--- Text block ---
§ §

Elder Douglas L. Callister
Church of Jesus Christ of Latter Day Saints
Defence of Marriage Committee
P.O. Box 10637
Glendale, CA 91209-3637
September 7, 1999
Dear Elder Callister:
I have just read with interest your letter to the Stake Presidents in California urging them to support passage of your Traditional Marriage Initiative on the March, 2000 California ballot. It is a troubling image of a church at work, and an argument, if ever there was one, for moving forcefully against organized religion.
“Experience shows that it is generally more successful to begin with the more affluent members,” you write. To care for the sick? House the homeless? Foster world peace? No, you want them to join you in keeping families from forming that do not meet your criteria of what a family should look like. Your admonishment to exert “no undue pressure of any type,” and to avoid raising money on church property shows that you are conscious of the tradition of separation of church and state. But then, in stunning inconsistency, you tell the presidents that “an education process will be required so that those approached will understand this is a moral issue, rather than political (one).”
This may be a moral issue to you, but since the whole purpose of your efforts is to influence an election, it is every bit a civil issue as well. Is it that you don’t know that? Or that you know that and don’t care?
I trust the irony is not lost on you that you are a Mormon urging something you call a “Traditional Marriage” initiative on a ballot. What a short time ago it was when your folk were hounded from one place to another for their views on what constitutes a family! But here you are, only a few generations after the great Mormon quest for a space to be different and you are ready to bring your boot down on somebody else’s neck. You are, it turns out, no different from anybody else who suffers injustice and learns nothing from the experience except that it is better to bully than to be bullied.
I don’t approve of you and your church. In fact, I think your church is a thoroughly loathsome institution. But you do not have to worry that I will do you harm, because I value the social contract we have that makes it possible to live with our diversity and the conviction that my rights end where yours begin and vice versa.

§ §

--- Work to complete ---
a) According to the letter to Elder Callister, on which ballot was the Traditional Marriage Initiative to appear?
b) In the letter to Elder Callister, the writer asks three short questions about what the affluent members might be asked to do. List the three things those questions name.
c) Resume the letter to Elder Callister from where it stops.

§ §

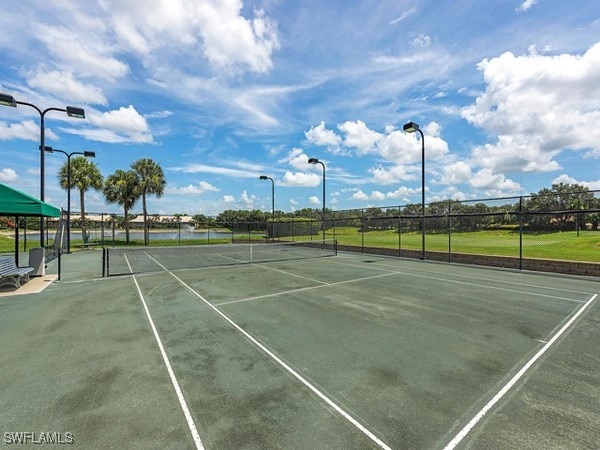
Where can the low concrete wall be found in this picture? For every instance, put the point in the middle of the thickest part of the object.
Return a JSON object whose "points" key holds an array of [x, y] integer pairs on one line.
{"points": [[540, 265]]}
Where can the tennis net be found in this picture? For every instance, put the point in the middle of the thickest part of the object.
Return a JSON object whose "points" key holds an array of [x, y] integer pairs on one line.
{"points": [[127, 260]]}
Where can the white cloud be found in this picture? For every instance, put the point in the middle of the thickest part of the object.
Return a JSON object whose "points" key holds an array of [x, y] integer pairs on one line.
{"points": [[359, 136], [403, 193], [300, 179], [247, 200], [564, 178], [228, 40], [376, 195], [526, 5], [538, 106], [123, 120], [404, 15], [394, 174], [323, 137], [64, 84], [25, 130], [422, 41], [225, 171], [190, 189], [297, 159], [360, 195], [88, 52], [455, 173], [231, 40], [494, 185], [8, 175]]}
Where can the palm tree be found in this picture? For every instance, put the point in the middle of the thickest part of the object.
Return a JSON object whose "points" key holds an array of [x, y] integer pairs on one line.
{"points": [[151, 180], [85, 175], [122, 187]]}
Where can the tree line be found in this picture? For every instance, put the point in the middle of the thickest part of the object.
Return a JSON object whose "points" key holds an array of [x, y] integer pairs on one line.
{"points": [[124, 187], [561, 207]]}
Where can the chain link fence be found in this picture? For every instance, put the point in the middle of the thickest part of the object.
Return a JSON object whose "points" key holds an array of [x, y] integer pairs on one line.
{"points": [[516, 232]]}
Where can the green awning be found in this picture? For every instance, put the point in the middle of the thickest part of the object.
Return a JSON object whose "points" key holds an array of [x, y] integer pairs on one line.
{"points": [[17, 203]]}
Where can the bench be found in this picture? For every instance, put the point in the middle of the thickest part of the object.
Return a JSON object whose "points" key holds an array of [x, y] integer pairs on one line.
{"points": [[11, 274]]}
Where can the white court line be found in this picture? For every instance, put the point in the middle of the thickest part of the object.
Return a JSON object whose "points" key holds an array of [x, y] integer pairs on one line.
{"points": [[295, 374], [514, 283], [486, 286], [174, 382], [469, 426], [275, 294]]}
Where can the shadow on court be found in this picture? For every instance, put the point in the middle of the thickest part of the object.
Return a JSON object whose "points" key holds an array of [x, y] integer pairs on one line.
{"points": [[336, 352]]}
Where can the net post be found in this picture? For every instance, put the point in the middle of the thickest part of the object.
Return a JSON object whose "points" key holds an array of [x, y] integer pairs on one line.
{"points": [[59, 267], [103, 262]]}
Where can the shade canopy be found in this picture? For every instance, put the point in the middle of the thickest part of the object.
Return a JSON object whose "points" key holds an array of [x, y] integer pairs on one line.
{"points": [[17, 203]]}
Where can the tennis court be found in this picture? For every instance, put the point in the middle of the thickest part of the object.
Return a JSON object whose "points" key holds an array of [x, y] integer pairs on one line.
{"points": [[337, 351]]}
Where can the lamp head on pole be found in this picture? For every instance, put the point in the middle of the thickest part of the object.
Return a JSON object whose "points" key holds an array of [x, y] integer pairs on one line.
{"points": [[410, 127], [73, 111], [8, 100]]}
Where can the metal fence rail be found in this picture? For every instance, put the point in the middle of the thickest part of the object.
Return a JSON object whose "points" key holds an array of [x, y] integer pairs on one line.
{"points": [[510, 232]]}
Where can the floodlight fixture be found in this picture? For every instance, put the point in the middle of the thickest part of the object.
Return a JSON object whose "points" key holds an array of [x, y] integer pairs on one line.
{"points": [[316, 161], [412, 127]]}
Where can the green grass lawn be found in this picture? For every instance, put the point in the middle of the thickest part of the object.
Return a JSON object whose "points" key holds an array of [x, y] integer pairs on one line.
{"points": [[562, 246]]}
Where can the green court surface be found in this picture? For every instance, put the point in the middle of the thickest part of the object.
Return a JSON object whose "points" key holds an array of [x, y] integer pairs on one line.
{"points": [[349, 351]]}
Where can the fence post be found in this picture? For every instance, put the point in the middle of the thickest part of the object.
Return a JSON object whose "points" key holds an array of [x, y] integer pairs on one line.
{"points": [[520, 233], [449, 231], [362, 230]]}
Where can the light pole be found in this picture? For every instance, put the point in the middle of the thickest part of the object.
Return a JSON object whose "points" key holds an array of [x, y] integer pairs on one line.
{"points": [[316, 161], [87, 155], [264, 177], [72, 111], [411, 127]]}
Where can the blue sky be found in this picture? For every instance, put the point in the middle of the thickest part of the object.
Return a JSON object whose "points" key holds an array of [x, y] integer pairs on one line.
{"points": [[219, 92]]}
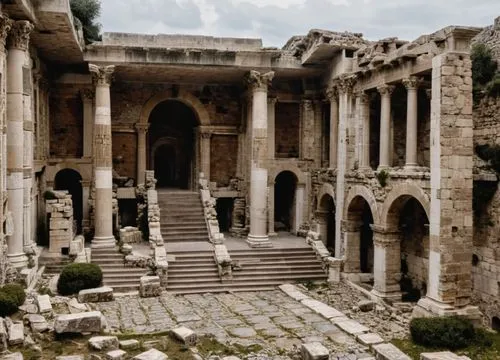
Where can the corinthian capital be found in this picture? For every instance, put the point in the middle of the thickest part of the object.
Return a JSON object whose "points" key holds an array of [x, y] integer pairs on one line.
{"points": [[5, 26], [101, 75], [19, 35], [257, 81]]}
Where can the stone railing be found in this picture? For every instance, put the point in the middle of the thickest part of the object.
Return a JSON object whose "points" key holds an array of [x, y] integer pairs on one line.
{"points": [[332, 266]]}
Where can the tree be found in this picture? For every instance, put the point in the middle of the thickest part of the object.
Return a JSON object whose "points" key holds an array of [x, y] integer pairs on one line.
{"points": [[87, 11]]}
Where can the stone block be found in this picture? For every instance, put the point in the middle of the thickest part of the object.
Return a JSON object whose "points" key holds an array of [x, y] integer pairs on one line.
{"points": [[102, 294], [44, 305], [16, 333], [314, 351], [104, 343], [116, 355], [92, 321], [151, 354], [130, 344], [150, 286], [389, 352], [185, 335]]}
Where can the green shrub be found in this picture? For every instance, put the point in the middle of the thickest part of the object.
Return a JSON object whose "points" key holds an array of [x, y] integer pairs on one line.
{"points": [[8, 304], [443, 332], [16, 291], [75, 277]]}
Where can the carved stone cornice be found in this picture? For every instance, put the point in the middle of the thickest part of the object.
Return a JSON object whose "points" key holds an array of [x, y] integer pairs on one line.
{"points": [[411, 83], [258, 81], [386, 90], [5, 26], [19, 35], [102, 75]]}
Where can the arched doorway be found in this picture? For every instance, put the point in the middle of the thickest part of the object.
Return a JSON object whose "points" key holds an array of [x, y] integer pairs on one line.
{"points": [[171, 144], [408, 215], [284, 201], [326, 215], [71, 180], [358, 237]]}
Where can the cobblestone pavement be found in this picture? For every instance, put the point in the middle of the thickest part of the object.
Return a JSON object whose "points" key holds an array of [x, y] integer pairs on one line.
{"points": [[271, 319]]}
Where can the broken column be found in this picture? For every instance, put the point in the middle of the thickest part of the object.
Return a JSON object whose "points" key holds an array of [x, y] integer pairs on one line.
{"points": [[258, 85], [103, 178]]}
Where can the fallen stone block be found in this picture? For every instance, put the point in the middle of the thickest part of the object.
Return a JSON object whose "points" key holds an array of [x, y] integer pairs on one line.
{"points": [[151, 354], [150, 286], [130, 344], [92, 321], [116, 355], [16, 333], [314, 351], [104, 343], [389, 352], [185, 335], [444, 355], [43, 302], [102, 294]]}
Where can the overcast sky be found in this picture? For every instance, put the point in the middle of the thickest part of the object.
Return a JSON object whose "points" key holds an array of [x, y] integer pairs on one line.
{"points": [[275, 21]]}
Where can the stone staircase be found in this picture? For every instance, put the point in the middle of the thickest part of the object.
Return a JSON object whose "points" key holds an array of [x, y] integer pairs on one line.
{"points": [[261, 269], [115, 274], [182, 217]]}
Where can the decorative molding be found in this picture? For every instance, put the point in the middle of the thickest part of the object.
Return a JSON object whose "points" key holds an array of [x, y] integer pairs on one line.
{"points": [[19, 35]]}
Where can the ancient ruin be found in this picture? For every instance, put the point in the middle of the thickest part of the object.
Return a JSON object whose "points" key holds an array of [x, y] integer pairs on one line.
{"points": [[198, 164]]}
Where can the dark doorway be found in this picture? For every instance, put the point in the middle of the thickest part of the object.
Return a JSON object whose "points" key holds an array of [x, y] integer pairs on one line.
{"points": [[71, 180], [224, 209], [171, 144], [284, 201]]}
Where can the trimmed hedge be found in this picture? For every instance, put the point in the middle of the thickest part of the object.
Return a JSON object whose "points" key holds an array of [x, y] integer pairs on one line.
{"points": [[75, 277], [452, 332]]}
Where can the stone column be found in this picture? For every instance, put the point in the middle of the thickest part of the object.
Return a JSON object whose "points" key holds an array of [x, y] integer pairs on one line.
{"points": [[88, 121], [142, 130], [334, 122], [411, 85], [271, 128], [352, 241], [385, 125], [18, 46], [387, 263], [258, 84], [103, 165], [205, 153]]}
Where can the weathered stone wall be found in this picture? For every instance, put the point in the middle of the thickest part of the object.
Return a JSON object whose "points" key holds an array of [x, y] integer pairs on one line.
{"points": [[223, 158], [66, 122]]}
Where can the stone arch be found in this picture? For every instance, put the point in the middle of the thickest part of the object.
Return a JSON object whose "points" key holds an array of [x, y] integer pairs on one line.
{"points": [[183, 96], [396, 199], [366, 194]]}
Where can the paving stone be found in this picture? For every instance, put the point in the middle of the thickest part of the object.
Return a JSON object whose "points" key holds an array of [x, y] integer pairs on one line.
{"points": [[389, 352], [314, 351]]}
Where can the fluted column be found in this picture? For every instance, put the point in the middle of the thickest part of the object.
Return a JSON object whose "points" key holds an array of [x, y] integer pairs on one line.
{"points": [[103, 178], [411, 85], [385, 125], [142, 130], [18, 43], [332, 95], [258, 85]]}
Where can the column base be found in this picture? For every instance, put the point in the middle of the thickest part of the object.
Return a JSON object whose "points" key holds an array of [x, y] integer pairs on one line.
{"points": [[103, 243], [255, 241], [427, 307], [18, 261]]}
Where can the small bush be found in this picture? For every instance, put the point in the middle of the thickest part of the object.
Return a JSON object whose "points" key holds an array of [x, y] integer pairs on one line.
{"points": [[76, 277], [8, 304], [16, 291], [443, 332]]}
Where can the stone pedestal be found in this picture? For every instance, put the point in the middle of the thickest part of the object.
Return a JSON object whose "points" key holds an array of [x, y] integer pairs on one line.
{"points": [[103, 178], [258, 84]]}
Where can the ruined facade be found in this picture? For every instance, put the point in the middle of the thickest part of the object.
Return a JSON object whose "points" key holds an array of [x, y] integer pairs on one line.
{"points": [[369, 143]]}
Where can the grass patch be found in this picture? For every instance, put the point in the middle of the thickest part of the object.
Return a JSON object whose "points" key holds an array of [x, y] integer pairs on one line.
{"points": [[477, 351]]}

§ §

--- Task responses ---
a) The March 2000 California ballot.

b) Caring for the sick, housing the homeless, and fostering world peace.

c)
But where is your sense of history, Elder Callister? Your understanding that we are a people striving toward, but never quite living up to, our ideals. We once took what wanted from the native inhabitants of this continent, withheld the right to vote from women, worked children to death, and treated Africans like cattle. And Mormons like pariahs.
The world movement by gay men and women toward recognition of their relationships is larger than the American quest for civil liberties, and it will not be stopped for long, if at all, by your lack of charity any more than it was by other campaigns based in fear and ignorance. In only one generation Americans have come to see the harm they have done to gay people and have moved toward granting them rights previously withheld. The right to family security will come despite the anti-family moves of the Mormon Church.
How hollow are your claims to support the family! A few years ago people like you said gay people were incapable of lasting relationships. Now, when their desire for recognition of their families has shown you how badly you misrepresented them, you still lack the courage to turn from your prejudices. You say first that the teapot you returned is not broken, then that it was broken when you borrowed it.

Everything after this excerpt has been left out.